Stored data entries:
───

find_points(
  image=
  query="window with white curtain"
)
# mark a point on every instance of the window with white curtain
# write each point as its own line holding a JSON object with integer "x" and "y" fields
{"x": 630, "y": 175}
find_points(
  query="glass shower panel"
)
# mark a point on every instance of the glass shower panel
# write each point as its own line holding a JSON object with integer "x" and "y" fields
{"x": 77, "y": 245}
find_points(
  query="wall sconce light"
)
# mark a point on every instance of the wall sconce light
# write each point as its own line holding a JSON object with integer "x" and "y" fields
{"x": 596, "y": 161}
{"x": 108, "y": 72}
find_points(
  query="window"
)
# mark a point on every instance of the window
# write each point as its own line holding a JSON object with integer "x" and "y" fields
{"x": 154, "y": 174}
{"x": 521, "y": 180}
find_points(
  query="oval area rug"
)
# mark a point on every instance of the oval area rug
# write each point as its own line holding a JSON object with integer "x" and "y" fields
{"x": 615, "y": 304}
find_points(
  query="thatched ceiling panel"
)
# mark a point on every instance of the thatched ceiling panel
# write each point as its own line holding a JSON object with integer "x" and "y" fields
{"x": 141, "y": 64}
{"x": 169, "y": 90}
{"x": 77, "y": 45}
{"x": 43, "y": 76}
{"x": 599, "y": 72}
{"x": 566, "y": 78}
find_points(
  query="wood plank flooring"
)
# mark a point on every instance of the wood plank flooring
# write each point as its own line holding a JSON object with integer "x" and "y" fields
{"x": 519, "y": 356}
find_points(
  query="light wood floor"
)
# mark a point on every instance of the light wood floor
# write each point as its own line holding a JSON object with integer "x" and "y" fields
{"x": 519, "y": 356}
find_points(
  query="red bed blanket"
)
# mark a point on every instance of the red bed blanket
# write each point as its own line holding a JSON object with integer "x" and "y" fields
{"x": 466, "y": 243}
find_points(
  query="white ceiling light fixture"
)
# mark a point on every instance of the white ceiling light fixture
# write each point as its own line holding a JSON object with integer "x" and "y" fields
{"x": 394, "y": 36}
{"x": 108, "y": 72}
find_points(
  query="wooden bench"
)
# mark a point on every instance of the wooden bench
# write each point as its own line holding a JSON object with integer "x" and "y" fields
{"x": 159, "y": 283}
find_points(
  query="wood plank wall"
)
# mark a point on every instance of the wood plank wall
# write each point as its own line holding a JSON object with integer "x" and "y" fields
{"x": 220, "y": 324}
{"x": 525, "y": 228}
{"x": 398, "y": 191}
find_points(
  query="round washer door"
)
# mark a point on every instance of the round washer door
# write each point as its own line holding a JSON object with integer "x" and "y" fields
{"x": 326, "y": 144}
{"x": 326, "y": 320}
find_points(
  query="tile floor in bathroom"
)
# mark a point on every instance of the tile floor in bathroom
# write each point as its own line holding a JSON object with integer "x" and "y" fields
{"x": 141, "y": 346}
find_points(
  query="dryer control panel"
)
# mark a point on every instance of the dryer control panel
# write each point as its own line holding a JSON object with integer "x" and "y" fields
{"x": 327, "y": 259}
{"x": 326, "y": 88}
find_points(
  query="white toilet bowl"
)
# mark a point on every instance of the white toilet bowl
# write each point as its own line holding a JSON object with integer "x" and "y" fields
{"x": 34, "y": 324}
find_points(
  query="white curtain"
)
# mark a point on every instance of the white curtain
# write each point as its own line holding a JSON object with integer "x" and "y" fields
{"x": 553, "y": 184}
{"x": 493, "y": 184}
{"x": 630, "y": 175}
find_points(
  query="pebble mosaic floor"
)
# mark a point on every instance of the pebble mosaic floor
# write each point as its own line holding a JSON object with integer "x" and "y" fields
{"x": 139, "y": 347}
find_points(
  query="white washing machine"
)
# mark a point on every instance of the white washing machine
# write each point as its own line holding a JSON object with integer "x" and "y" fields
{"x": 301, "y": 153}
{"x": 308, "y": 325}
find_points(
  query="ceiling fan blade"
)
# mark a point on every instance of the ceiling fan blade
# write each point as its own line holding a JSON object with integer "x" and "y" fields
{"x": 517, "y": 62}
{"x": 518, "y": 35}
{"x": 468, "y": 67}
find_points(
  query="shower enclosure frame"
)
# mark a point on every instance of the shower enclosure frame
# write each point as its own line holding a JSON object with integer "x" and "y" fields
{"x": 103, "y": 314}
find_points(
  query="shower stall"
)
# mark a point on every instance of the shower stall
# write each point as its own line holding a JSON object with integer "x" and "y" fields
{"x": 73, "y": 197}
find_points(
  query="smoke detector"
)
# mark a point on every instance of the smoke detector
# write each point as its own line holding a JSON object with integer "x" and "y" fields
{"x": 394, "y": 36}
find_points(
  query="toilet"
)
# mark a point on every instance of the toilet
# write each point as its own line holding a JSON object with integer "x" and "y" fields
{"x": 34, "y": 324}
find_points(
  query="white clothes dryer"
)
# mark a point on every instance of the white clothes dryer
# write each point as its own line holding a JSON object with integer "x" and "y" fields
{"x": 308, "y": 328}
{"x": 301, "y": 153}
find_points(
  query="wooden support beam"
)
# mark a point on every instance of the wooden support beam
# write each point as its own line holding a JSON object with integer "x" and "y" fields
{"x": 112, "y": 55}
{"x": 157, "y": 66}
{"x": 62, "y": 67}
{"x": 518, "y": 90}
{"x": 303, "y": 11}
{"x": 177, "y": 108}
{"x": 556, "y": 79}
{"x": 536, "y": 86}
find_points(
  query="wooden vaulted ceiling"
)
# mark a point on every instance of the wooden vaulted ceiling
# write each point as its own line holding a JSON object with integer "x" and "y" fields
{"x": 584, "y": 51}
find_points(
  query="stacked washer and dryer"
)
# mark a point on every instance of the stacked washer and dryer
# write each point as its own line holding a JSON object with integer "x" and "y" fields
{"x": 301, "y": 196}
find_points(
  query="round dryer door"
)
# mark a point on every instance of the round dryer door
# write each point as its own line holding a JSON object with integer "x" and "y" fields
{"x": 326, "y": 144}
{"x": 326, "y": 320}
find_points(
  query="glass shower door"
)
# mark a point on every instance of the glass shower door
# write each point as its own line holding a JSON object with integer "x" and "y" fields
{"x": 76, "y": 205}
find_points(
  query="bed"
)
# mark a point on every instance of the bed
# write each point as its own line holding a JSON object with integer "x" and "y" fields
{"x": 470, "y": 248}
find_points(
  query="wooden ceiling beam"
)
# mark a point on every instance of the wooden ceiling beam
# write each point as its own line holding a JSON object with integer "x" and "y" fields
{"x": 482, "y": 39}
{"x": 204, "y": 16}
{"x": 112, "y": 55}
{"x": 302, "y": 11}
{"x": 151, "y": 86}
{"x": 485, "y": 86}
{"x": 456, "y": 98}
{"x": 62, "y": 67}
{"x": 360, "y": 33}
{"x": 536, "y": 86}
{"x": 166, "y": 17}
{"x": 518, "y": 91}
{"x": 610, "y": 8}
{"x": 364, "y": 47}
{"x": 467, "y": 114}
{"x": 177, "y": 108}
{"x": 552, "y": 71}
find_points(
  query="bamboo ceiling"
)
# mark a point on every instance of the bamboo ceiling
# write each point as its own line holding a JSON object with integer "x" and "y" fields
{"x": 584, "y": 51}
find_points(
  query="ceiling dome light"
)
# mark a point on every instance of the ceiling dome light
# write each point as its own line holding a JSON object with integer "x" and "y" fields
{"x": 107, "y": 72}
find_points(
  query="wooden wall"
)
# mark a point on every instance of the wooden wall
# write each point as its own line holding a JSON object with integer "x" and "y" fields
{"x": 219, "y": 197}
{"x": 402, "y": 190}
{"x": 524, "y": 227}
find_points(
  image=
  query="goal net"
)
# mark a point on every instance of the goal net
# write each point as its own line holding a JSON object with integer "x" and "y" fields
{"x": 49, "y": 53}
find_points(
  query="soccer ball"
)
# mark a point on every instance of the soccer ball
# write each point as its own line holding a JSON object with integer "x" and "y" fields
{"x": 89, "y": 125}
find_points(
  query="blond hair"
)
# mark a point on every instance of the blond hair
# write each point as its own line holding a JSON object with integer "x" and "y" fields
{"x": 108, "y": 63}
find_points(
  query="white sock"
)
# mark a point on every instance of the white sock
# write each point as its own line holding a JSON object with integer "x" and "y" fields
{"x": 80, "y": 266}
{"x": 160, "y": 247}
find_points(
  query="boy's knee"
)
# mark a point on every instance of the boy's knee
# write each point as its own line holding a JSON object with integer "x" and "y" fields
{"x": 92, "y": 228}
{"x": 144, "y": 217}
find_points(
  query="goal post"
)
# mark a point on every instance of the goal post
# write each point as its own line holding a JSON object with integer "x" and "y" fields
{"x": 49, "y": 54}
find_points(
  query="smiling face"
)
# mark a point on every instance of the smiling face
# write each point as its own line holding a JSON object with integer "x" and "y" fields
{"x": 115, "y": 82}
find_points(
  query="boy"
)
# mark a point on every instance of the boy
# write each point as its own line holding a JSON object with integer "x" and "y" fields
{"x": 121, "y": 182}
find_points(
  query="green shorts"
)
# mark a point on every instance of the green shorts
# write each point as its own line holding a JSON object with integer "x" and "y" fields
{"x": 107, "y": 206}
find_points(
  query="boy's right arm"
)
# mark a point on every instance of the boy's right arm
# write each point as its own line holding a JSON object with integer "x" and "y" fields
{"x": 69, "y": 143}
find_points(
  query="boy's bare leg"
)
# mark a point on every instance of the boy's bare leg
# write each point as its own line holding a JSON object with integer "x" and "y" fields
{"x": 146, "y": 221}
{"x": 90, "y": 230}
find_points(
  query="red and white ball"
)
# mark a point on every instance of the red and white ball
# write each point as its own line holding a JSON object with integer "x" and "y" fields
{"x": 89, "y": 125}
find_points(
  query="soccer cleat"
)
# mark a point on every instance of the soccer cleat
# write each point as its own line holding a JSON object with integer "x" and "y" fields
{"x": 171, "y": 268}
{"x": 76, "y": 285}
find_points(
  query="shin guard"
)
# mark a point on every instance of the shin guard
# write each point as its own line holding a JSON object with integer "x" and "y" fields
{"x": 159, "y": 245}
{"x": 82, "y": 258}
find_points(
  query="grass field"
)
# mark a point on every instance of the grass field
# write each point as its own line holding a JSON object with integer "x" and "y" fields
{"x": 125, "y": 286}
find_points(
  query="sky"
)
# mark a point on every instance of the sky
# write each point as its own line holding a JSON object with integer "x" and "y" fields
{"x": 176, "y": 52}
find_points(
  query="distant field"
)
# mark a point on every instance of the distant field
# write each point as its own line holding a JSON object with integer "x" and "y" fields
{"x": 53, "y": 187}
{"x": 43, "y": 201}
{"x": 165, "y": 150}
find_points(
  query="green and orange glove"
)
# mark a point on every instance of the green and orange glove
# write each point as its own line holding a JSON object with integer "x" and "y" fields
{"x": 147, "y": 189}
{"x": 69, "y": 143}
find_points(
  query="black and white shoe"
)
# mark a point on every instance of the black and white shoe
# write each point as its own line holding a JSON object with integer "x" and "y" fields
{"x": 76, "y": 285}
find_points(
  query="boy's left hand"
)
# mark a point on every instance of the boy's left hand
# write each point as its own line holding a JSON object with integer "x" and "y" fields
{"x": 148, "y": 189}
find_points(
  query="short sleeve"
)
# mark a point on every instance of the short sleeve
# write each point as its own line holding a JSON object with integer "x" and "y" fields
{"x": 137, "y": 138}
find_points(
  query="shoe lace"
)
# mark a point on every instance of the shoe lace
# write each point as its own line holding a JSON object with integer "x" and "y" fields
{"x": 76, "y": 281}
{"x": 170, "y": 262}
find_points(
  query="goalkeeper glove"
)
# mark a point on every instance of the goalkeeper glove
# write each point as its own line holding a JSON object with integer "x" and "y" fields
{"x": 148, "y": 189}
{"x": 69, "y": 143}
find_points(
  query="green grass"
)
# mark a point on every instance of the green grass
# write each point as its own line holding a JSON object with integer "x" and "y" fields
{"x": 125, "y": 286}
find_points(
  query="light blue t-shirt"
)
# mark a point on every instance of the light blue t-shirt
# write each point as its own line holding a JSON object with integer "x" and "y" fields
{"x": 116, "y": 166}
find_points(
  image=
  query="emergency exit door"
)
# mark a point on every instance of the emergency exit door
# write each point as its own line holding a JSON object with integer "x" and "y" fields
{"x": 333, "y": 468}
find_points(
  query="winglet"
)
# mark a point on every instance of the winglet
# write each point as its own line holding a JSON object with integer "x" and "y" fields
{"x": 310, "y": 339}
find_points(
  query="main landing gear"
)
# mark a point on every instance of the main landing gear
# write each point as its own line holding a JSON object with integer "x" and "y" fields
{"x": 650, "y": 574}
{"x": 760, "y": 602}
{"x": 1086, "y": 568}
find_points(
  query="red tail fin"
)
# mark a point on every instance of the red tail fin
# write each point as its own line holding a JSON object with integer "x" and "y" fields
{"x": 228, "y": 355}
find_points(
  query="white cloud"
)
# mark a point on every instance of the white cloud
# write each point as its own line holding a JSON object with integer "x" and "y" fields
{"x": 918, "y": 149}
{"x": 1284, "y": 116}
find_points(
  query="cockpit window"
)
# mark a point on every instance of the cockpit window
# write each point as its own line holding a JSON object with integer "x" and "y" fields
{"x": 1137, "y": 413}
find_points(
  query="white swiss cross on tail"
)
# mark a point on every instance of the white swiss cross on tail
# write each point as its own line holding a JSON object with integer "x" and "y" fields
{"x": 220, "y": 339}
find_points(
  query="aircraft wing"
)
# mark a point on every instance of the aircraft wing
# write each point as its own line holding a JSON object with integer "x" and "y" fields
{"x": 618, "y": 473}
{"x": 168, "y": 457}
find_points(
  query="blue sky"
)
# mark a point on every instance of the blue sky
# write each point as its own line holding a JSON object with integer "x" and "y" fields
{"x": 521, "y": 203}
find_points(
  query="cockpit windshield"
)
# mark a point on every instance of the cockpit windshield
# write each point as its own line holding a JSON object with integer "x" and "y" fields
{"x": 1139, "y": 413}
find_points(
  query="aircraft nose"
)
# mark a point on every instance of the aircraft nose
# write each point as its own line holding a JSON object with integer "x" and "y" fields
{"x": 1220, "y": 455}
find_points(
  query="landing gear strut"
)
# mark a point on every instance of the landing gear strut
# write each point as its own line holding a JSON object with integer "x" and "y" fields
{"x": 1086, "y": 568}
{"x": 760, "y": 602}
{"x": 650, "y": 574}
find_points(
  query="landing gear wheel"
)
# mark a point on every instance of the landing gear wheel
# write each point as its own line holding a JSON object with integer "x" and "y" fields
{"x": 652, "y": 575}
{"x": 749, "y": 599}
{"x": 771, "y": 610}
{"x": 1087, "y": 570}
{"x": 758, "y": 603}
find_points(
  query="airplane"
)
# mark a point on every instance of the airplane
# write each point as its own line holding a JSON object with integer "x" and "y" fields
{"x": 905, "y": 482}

───

§ **PROBLEM TO WORK ON**
Identify and copy every line of the records that contains the string "goalkeeper".

§ **ANSWER TO THE EXERCISE**
  query="goalkeeper glove"
# mark a point on every instance of the goalkeeper glove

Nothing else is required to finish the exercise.